[Coordinate records with annotations]
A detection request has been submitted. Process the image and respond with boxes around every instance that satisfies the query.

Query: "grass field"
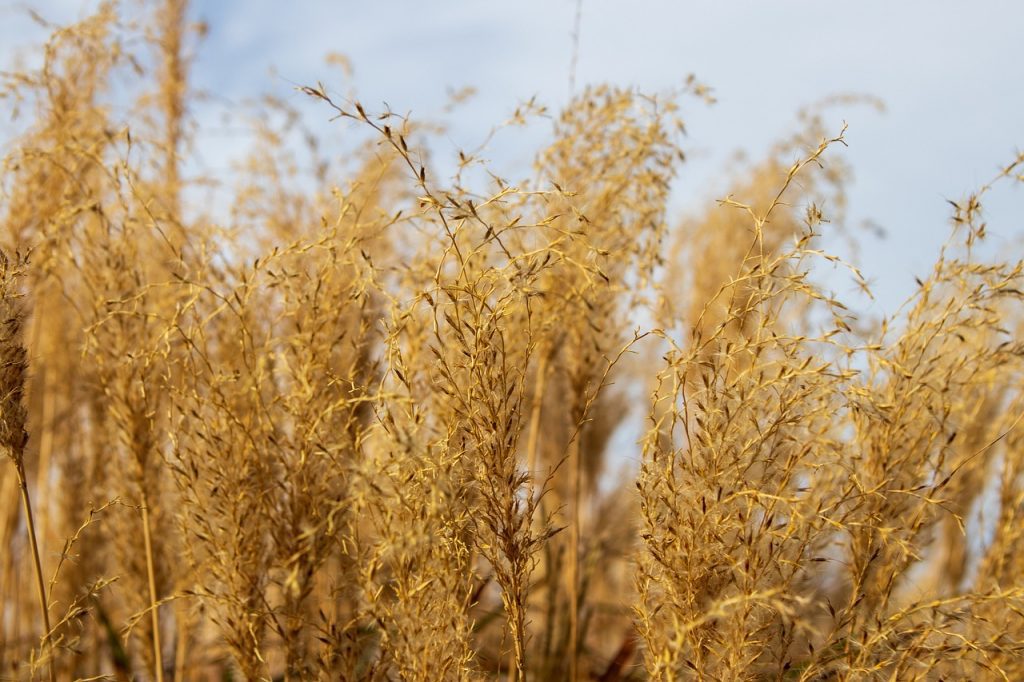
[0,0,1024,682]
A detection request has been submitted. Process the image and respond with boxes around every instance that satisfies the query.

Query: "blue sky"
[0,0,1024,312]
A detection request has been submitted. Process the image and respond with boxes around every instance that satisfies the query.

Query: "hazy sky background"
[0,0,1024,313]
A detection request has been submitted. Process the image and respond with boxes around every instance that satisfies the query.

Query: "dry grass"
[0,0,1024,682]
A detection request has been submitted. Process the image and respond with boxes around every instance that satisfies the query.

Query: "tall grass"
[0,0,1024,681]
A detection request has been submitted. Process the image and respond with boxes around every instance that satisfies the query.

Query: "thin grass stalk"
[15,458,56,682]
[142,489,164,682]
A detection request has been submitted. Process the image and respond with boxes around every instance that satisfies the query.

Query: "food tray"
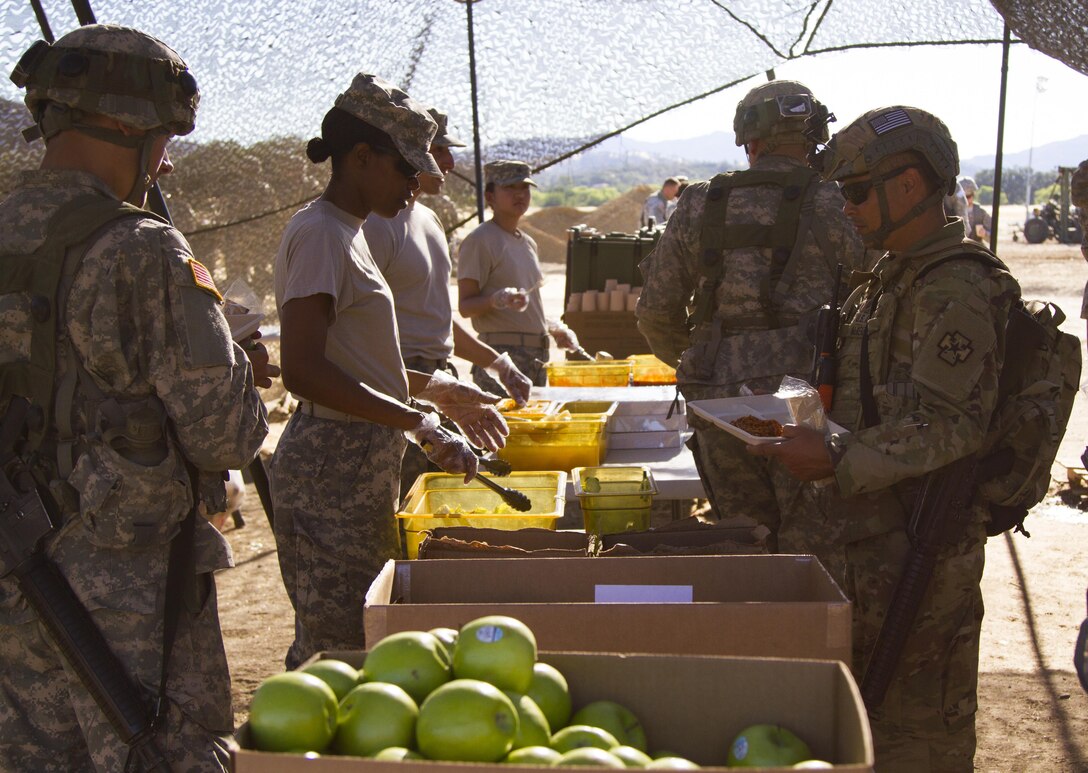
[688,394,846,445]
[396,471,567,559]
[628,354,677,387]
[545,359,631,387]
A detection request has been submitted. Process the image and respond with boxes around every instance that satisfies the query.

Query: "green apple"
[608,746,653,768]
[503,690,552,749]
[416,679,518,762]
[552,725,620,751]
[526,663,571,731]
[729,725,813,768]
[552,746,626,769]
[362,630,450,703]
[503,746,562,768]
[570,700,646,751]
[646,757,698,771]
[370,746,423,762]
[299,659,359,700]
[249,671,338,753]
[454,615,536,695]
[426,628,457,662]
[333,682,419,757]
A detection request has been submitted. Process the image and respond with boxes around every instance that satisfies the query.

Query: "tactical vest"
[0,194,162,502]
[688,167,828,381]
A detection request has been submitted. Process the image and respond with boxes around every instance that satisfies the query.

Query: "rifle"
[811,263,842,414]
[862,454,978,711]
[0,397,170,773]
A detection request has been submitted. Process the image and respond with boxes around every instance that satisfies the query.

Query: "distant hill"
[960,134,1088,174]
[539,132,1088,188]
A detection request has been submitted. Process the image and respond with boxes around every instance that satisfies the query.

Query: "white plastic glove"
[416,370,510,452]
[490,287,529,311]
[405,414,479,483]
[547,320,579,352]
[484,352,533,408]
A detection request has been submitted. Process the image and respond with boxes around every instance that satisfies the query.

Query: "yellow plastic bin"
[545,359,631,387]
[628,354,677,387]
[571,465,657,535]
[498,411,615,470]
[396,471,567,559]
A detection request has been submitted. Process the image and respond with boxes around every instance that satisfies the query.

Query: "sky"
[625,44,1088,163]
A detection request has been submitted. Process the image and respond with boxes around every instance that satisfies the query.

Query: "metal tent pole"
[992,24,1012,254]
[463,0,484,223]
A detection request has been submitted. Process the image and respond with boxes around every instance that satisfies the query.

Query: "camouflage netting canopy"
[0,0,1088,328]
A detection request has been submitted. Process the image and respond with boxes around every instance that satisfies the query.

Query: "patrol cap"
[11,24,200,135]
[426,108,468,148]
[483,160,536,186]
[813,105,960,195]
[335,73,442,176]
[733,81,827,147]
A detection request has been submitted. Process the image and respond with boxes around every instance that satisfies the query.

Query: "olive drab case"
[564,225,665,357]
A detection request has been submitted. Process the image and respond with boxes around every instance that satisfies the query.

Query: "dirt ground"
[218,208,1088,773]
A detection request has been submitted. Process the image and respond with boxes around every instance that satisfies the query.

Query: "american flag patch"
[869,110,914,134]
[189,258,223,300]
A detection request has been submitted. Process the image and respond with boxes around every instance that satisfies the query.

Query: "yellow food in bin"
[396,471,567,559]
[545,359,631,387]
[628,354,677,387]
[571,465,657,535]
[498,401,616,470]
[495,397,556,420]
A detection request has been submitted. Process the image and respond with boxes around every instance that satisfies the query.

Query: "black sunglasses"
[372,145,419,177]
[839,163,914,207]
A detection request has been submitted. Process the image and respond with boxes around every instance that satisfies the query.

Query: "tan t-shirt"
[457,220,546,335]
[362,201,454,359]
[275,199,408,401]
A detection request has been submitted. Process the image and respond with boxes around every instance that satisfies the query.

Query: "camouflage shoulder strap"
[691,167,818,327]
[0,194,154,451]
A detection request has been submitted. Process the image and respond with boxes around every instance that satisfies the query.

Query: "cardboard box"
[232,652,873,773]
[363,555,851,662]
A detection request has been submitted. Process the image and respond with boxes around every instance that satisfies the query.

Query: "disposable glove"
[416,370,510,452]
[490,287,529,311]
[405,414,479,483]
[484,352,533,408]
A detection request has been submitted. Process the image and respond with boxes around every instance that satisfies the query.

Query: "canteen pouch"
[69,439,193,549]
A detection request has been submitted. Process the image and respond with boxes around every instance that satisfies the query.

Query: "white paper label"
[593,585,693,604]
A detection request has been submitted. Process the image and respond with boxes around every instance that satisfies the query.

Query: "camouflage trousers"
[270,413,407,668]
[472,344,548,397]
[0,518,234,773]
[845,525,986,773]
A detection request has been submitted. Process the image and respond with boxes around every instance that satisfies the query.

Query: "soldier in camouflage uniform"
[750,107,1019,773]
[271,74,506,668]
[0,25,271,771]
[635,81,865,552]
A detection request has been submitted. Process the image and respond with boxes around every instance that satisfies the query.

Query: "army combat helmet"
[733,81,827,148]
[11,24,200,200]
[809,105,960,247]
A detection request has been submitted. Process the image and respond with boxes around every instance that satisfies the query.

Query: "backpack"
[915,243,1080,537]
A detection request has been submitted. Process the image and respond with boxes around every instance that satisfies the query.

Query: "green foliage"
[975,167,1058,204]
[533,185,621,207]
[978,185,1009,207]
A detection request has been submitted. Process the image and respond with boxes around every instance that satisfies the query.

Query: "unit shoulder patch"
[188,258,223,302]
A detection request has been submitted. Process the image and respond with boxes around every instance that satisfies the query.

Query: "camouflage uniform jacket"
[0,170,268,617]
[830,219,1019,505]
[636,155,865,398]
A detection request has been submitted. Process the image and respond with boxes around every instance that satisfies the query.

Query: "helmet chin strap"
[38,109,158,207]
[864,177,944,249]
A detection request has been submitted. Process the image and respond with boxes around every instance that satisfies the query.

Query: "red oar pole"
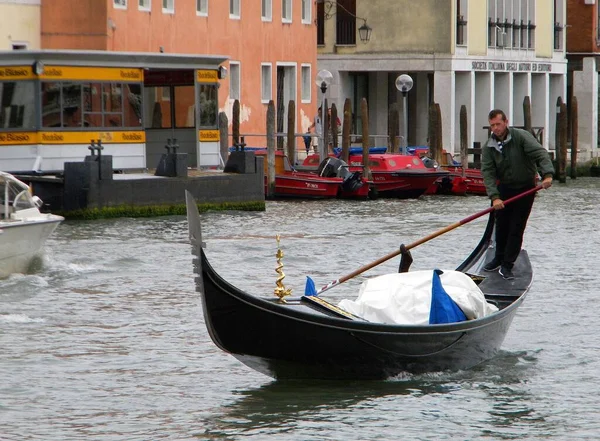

==

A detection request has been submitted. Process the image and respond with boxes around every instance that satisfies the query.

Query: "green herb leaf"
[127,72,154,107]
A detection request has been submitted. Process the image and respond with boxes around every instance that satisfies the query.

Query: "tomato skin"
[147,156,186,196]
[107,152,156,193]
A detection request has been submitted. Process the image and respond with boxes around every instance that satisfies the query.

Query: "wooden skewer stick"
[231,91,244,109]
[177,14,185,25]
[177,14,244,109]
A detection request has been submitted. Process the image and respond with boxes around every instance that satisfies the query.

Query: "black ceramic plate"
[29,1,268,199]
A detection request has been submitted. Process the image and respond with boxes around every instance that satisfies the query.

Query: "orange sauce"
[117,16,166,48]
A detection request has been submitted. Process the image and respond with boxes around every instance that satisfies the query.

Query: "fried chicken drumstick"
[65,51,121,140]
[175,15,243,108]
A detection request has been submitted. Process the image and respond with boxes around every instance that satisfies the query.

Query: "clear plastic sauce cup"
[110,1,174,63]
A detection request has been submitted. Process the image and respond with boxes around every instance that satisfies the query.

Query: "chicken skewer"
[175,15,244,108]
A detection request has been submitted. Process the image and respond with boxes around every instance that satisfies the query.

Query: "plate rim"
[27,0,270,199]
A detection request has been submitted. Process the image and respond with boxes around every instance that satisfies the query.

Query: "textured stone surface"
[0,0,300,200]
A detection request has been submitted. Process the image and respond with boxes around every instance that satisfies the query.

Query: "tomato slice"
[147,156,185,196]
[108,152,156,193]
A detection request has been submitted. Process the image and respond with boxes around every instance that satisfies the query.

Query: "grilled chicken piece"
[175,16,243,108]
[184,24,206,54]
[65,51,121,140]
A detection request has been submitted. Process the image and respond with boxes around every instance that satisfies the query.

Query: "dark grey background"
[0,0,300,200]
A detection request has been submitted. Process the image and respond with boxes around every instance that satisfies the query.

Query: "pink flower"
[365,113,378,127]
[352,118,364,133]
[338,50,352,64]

---

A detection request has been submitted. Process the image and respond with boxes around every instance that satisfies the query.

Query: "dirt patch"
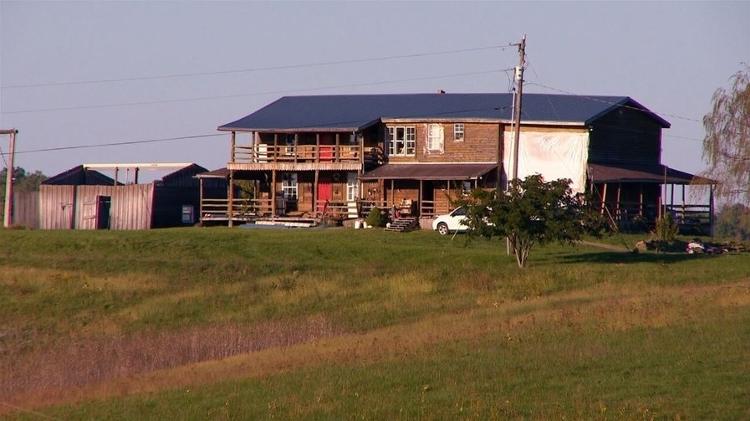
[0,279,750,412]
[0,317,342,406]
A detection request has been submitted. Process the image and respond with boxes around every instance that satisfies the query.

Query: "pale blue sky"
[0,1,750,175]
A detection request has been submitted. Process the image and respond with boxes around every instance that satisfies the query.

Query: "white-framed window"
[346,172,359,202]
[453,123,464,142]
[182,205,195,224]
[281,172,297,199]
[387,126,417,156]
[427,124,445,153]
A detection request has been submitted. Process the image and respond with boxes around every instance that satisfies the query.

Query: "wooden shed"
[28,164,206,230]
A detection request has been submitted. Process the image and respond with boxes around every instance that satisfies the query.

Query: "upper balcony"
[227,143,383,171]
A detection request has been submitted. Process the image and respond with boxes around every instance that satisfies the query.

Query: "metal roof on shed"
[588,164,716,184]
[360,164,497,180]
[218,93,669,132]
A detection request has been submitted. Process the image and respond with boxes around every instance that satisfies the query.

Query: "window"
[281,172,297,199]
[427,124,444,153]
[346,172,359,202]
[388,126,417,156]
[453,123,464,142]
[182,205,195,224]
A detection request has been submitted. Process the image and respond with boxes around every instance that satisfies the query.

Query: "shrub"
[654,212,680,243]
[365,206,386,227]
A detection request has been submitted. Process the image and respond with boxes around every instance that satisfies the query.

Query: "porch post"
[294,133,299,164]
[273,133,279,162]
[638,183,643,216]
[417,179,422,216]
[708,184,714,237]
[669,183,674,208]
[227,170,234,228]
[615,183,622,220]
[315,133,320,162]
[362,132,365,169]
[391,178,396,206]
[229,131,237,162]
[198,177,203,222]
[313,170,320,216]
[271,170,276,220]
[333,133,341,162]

* Task goal *
Which lines of the material above contain the string "camouflage"? Return every such line, and treat uppercase and lowercase letters as different.

* Expected answer *
Query: "camouflage netting canopy"
Query: "camouflage shoulder strap"
Query: "camouflage trousers"
Query: "soldier in camouflage uniform"
Query: "camouflage uniform jacket"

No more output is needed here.